### Dataset records
— BEGIN —

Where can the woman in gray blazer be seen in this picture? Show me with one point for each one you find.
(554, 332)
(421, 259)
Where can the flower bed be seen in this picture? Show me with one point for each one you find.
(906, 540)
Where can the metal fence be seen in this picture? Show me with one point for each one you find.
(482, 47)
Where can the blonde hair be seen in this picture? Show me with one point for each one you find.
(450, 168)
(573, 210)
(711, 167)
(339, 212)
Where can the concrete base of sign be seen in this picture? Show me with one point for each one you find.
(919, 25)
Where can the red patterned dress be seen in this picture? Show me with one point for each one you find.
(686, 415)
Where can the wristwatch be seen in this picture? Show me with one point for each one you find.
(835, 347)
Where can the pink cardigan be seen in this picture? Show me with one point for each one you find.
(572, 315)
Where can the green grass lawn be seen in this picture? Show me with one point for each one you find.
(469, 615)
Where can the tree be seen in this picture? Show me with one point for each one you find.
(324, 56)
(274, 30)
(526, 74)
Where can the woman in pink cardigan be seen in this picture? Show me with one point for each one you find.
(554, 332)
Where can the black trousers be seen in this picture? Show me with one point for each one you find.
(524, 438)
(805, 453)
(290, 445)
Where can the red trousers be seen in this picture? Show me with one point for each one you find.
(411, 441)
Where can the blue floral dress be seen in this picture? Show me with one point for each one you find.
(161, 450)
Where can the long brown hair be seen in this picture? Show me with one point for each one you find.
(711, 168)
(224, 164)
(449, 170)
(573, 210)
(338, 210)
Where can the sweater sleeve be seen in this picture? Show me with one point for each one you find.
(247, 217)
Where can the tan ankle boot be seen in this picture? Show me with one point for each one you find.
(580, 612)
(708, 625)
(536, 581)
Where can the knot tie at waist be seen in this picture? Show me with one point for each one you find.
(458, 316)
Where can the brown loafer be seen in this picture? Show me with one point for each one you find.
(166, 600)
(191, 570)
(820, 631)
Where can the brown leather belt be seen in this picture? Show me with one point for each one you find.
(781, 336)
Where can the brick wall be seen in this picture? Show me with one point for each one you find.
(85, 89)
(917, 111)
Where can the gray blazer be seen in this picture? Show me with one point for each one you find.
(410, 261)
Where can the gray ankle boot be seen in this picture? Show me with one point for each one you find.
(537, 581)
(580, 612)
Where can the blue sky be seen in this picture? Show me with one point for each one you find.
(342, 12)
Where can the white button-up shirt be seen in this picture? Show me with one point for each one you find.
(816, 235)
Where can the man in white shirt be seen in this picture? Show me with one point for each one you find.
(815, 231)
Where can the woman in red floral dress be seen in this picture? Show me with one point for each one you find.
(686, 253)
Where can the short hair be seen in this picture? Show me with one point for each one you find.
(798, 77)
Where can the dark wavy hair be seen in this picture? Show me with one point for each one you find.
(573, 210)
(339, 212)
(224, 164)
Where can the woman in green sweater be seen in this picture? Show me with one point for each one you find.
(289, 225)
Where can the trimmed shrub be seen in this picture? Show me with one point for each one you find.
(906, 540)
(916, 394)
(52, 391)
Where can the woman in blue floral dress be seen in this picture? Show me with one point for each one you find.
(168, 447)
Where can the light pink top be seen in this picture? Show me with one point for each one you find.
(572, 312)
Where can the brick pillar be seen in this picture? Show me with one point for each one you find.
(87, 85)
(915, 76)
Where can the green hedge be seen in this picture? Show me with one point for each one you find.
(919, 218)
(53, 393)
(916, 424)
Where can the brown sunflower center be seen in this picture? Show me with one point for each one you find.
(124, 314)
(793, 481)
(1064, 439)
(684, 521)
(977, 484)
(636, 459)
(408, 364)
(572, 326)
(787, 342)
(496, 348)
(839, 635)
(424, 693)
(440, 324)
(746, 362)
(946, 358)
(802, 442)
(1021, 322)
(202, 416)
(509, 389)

— END —

### Written exercise
Only the lines from the one containing "Where can the dark" to the end of the data should be printed, exactly as they stand.

### Result for this exercise
Where can the dark wavy hair be seen in this picture? Show me with one point for each one you find.
(573, 210)
(339, 212)
(224, 164)
Where can the woman in green sweater be seen in this picture? Show me with one point for each one you find.
(289, 225)
Where can the trimmed shrub be seen in this picture? Show me with one point for each one you find.
(906, 540)
(916, 394)
(52, 391)
Where can the woman in blue floral dress be seen in this picture? Show me with one point for each one you find.
(168, 447)
Where can the light pink top be seen in this picture? Show me with one point for each one you find.
(572, 312)
Where can the brick pillar be seen in this picture? Show me with one point for each one you find.
(87, 85)
(915, 76)
Where can the green hedge be seen in this picture? Show me with one point for each one you find.
(919, 218)
(53, 393)
(916, 424)
Where can the brown sunflower center be seen in this picture? Show me with one point for each one you find.
(124, 314)
(793, 481)
(1064, 439)
(684, 521)
(977, 484)
(636, 459)
(408, 364)
(572, 326)
(787, 342)
(496, 348)
(839, 635)
(424, 693)
(440, 324)
(746, 362)
(946, 358)
(802, 442)
(1021, 322)
(202, 416)
(509, 389)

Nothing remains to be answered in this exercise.